→ ÉNONCÉ 1
Reproduisez tout le passage du texte sur l’homme et les technologies, depuis « Se définissant comme » jusqu’à « tous les secteurs. ».

Avec l’avancée rapide des technologies, l’Homme est devenu de plus en plus « un support d’information », qui perd peu à peu une partie de sa liberté sans même s’en soucier, regrette le philosophe français Jean-Michel Besnier.

Se définissant comme un humaniste, ce professeur de philosophie à la Sorbonne, spécialiste de « l’homme augmenté » au CNRS (Centre national de la recherche scientifique), aimerait que les citoyens se saisissent de ces questions pour tenter de poser des limites.

Machine capable de battre le champion du monde au jeu de go, voiture autonome… Vivons-nous un tournant technologique?

« Nous sommes rentrés dans une nouvelle ère liée à l’accélération des progrès scientifiques et techniques. L’informatique, matrice de ces changements, s’applique désormais à tous les secteurs.

Autre avancée majeure: la découverte dans les années 1960 de la structure de l’ADN, qui renferme le patrimoine génétique. L’humain, avec ses gènes, est désormais perçu comme un support d’information.

Nanotechnologies, biotechnologies, informatique et sciences cognitives sont en train de converger pour faire des objets toujours plus petits, toujours plus performants et intelligents. »

Machines et robots prennent de plus en plus en charge des activités humaines. Pour quelles conséquences?

« Nous sommes de plus en plus entourés de machines supposées nous faciliter la vie. La voiture autonome par exemple sera censée améliorer la circulation, la sécurité, nous redonner du temps.

→ DONNÉES FOURNIES
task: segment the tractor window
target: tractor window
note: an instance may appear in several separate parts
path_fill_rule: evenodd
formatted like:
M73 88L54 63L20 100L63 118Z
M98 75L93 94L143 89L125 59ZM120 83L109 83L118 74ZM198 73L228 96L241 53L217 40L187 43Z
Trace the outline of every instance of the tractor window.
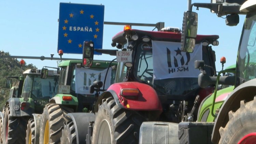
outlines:
M126 81L125 77L128 71L127 68L123 62L119 62L116 70L115 83L119 83Z
M74 91L75 91L75 67L72 68L73 73L71 78L71 84L70 84L70 89Z
M67 67L61 68L60 70L60 73L59 76L59 83L60 85L65 85L65 77L66 76L66 71Z
M255 13L247 19L240 47L238 76L245 81L256 77L256 22Z
M27 75L25 81L24 82L24 85L22 89L22 95L25 93L29 93L31 90L31 86L32 84L32 78L31 76Z
M153 80L153 57L152 44L141 43L138 45L136 59L135 77L140 81L152 84Z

→ ÉNONCÉ 2
Renvoyez à l’identique chaque ligne des entrées placées après le texte, en omettant les images.

→ SOLUTION COMPLÈTE 1
Se définissant comme un humaniste, ce professeur de philosophie à la Sorbonne, spécialiste de « l’homme augmenté » au CNRS (Centre national de la recherche scientifique), aimerait que les citoyens se saisissent de ces questions pour tenter de poser des limites.

Machine capable de battre le champion du monde au jeu de go, voiture autonome… Vivons-nous un tournant technologique?

« Nous sommes rentrés dans une nouvelle ère liée à l’accélération des progrès scientifiques et techniques. L’informatique, matrice de ces changements, s’applique désormais à tous les secteurs.

→ SOLUTION COMPLÈTE 2
task: segment the tractor window
target: tractor window
note: an instance may appear in several separate parts
path_fill_rule: evenodd
formatted like:
M73 88L54 63L20 100L63 118Z
M98 75L93 94L143 89L125 59ZM120 83L109 83L118 74ZM198 73L228 96L241 53L217 40L187 43Z
Trace the outline of every instance of the tractor window.
outlines:
M126 81L125 77L128 71L127 68L123 62L119 62L116 70L115 83L119 83Z
M74 91L75 91L75 67L72 68L73 73L71 78L71 84L70 84L70 89Z
M67 67L61 68L60 70L60 73L59 76L59 83L60 85L65 85L65 77L66 76L66 71Z
M255 13L247 19L240 47L238 76L245 81L256 77L256 22Z
M27 75L25 81L24 82L24 85L22 89L22 95L25 93L29 93L31 90L31 86L32 84L32 78L31 76Z
M153 80L153 57L152 44L141 43L138 45L136 59L135 77L140 81L152 84Z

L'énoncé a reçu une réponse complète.